What is expected ->
Locate every line in the rows below that contains the word "evergreen" and copy each one. The match is case-sensitive.
BEGIN Exercise data
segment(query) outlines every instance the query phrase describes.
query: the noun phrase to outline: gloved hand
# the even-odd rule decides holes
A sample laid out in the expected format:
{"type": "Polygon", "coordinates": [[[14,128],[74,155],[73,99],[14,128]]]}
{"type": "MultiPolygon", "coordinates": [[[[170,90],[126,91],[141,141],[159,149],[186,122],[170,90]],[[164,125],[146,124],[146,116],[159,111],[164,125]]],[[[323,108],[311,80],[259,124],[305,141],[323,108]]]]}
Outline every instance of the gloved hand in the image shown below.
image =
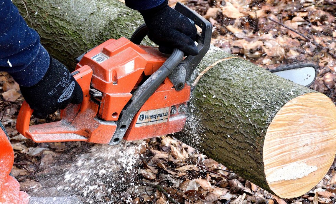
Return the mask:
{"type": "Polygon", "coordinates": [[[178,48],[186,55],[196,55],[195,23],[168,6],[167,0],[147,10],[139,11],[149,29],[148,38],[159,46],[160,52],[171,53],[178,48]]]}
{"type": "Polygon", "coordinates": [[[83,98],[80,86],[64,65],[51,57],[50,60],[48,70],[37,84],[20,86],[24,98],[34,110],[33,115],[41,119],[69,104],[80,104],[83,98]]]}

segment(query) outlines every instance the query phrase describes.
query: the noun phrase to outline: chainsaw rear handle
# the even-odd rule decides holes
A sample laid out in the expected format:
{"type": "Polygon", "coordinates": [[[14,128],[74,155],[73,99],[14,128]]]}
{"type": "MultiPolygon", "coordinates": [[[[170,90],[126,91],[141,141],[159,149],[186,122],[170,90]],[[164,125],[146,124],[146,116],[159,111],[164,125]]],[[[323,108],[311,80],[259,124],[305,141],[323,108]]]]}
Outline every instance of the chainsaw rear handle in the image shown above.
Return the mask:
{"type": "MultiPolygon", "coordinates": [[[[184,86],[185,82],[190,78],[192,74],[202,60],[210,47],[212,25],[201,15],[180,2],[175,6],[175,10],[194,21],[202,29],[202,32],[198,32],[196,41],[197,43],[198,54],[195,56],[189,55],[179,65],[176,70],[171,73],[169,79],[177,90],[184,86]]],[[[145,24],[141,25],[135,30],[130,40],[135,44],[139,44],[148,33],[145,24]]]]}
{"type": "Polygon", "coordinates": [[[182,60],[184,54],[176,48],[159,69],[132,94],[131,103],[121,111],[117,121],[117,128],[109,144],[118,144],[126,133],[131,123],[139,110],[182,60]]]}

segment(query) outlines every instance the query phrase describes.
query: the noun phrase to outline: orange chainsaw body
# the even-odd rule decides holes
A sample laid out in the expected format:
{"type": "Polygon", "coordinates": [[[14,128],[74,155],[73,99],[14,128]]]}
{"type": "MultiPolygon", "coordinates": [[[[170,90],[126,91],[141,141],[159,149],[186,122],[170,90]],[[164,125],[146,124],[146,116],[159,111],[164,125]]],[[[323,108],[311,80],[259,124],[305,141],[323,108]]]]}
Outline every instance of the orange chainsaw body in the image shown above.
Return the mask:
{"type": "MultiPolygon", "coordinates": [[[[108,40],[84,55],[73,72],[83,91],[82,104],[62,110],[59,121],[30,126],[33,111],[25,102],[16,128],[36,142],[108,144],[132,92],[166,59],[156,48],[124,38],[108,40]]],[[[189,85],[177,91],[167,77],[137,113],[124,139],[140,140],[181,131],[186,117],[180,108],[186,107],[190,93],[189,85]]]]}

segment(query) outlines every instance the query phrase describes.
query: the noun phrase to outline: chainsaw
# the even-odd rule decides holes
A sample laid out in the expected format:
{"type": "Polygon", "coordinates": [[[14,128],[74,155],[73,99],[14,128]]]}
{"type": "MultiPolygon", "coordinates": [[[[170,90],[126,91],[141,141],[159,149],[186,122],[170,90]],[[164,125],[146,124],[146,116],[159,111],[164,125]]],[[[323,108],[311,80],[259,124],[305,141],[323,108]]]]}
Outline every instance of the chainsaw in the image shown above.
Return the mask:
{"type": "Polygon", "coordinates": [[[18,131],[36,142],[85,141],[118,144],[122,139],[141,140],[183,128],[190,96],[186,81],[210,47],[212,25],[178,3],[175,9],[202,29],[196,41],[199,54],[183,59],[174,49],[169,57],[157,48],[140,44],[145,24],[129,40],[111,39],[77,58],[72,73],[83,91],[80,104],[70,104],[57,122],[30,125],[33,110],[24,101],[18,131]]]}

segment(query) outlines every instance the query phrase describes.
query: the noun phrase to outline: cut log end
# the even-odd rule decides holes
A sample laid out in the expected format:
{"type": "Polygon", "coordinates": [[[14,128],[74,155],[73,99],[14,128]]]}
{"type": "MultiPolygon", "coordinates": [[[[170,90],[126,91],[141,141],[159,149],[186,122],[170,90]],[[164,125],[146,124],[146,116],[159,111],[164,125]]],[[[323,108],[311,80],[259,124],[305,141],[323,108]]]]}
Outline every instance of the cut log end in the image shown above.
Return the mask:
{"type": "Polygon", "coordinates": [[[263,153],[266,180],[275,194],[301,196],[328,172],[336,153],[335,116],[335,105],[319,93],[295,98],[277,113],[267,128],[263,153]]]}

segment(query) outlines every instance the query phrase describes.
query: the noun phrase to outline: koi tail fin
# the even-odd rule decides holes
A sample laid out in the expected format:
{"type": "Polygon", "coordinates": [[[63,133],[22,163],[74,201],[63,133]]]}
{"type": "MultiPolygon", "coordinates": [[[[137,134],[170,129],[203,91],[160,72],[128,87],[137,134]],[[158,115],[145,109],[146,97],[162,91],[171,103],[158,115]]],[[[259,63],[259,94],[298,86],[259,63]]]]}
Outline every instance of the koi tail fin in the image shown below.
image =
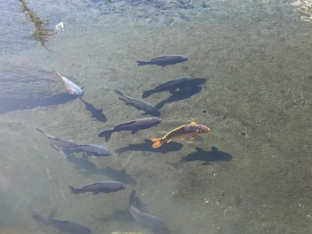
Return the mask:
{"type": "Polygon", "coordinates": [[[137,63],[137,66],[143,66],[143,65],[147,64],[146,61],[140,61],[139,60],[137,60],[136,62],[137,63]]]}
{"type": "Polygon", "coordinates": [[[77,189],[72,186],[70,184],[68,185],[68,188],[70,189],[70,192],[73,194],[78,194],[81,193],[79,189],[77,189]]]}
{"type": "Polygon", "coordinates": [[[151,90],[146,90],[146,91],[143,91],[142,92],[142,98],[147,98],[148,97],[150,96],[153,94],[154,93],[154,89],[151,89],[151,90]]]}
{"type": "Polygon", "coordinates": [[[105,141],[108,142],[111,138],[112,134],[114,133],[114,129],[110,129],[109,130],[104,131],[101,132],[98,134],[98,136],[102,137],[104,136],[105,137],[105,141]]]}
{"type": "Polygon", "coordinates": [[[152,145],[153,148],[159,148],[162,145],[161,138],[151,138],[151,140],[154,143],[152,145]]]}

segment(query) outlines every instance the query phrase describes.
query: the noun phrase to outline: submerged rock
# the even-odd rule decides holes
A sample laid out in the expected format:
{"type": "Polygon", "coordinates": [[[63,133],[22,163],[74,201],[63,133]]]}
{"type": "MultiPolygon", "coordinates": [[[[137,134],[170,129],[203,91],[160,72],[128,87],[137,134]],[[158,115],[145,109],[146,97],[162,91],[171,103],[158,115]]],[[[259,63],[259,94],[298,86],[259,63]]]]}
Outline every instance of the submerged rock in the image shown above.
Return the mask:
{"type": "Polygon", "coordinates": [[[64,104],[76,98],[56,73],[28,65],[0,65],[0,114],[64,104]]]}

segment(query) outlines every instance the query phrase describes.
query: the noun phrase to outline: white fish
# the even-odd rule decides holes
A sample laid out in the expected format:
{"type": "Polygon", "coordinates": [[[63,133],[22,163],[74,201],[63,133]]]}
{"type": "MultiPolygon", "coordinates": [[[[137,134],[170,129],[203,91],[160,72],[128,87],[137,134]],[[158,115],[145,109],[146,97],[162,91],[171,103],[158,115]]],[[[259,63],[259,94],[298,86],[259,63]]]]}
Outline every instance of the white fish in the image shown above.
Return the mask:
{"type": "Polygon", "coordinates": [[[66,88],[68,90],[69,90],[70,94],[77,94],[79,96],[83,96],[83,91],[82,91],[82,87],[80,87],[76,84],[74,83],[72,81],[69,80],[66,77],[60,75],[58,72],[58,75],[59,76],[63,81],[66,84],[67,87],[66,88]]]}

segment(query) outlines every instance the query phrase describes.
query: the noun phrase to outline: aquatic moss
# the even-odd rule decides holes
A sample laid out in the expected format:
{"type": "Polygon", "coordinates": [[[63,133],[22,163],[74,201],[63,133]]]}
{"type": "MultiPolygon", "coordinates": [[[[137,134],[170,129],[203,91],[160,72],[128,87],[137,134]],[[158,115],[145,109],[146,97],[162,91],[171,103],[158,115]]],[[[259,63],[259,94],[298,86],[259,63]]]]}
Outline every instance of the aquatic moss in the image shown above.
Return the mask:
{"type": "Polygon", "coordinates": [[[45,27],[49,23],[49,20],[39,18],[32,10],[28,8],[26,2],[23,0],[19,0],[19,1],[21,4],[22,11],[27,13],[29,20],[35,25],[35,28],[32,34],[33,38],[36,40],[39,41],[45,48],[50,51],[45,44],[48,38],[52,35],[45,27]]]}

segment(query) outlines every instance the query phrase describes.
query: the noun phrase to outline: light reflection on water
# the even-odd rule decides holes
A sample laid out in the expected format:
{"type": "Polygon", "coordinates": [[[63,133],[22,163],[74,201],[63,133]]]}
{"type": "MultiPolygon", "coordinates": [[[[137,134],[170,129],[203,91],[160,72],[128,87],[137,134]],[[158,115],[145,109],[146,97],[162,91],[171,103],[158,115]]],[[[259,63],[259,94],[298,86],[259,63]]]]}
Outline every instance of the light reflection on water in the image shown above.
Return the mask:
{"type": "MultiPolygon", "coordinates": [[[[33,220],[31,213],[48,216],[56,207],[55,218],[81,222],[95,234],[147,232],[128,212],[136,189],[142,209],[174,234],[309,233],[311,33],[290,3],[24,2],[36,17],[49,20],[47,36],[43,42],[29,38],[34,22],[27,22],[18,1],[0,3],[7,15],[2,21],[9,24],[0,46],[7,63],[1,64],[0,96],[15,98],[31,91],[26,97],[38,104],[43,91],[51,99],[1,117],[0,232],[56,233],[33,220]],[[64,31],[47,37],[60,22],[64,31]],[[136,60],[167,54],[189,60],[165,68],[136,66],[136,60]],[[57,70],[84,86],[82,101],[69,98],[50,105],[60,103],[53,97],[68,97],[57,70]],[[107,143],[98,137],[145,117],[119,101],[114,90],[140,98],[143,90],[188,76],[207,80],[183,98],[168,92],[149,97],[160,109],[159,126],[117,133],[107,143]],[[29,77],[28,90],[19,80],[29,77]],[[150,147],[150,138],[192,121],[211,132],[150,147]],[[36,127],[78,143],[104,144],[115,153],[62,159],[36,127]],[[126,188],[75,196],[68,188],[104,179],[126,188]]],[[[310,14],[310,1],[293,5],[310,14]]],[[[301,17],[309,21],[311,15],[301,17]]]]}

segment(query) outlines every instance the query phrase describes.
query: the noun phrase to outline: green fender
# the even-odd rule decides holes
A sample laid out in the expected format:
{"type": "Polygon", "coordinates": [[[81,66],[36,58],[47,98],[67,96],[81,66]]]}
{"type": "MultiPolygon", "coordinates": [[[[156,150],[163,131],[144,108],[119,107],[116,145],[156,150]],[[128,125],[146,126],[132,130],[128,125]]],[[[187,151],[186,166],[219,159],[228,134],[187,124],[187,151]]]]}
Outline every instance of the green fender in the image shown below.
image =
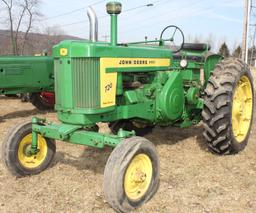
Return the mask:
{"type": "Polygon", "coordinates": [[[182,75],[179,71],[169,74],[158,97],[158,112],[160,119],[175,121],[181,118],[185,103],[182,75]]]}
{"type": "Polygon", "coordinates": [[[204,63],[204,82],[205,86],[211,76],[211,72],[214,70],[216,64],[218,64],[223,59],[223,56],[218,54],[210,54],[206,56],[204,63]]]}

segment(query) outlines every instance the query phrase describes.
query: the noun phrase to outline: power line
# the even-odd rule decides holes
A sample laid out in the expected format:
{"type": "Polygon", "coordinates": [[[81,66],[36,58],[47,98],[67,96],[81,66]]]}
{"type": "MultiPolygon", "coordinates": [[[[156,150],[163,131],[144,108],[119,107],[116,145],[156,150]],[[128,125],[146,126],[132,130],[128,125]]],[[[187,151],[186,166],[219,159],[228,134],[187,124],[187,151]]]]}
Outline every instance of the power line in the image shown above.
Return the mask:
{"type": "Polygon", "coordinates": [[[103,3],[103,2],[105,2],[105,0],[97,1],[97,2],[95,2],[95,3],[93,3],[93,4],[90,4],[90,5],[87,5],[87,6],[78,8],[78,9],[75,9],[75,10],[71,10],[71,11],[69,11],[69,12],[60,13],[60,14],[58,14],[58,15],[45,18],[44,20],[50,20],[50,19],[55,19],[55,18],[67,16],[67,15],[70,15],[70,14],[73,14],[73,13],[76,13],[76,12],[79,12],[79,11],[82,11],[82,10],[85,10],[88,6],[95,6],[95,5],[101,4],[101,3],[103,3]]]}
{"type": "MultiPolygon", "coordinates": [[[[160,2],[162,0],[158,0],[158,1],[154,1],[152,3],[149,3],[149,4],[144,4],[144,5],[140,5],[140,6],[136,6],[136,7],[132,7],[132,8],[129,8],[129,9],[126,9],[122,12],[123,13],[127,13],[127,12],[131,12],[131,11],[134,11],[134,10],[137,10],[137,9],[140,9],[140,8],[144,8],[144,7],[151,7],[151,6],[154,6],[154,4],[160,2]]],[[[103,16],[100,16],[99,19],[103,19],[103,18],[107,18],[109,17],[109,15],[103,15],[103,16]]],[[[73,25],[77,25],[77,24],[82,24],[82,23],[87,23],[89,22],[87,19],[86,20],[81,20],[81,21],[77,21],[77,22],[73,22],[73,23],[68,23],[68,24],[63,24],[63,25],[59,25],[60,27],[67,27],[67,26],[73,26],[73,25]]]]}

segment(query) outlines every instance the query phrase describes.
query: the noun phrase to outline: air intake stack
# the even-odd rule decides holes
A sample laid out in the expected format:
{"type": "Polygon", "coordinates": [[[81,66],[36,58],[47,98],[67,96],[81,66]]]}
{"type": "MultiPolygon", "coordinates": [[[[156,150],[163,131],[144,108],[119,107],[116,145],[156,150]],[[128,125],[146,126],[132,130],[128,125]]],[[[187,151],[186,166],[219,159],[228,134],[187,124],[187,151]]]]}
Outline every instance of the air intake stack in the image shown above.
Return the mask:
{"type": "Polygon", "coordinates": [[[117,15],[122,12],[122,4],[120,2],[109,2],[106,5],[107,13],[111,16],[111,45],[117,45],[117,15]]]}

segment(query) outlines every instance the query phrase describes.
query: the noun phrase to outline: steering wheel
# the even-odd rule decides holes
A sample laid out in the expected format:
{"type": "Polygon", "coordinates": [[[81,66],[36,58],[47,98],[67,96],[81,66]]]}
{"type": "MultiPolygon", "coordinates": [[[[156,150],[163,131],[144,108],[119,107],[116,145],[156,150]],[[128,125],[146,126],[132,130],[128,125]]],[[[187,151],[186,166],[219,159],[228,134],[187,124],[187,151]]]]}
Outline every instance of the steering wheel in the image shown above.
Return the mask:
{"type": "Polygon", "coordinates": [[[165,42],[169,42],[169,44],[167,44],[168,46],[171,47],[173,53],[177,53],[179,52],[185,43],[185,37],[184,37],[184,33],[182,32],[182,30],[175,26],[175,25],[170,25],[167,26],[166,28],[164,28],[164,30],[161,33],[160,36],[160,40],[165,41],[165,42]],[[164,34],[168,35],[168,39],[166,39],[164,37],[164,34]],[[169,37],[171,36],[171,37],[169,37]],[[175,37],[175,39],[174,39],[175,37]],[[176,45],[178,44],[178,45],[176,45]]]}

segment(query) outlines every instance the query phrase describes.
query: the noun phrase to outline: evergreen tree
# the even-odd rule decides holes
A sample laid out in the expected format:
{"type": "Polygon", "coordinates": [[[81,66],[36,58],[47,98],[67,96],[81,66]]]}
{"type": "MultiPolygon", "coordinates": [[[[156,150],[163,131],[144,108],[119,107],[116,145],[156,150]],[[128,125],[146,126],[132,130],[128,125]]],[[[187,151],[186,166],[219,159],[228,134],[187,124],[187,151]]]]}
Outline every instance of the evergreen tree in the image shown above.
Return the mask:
END Exercise data
Right answer ->
query: the noun phrase to outline: evergreen tree
Outline every instance of the evergreen tree in the image shown above.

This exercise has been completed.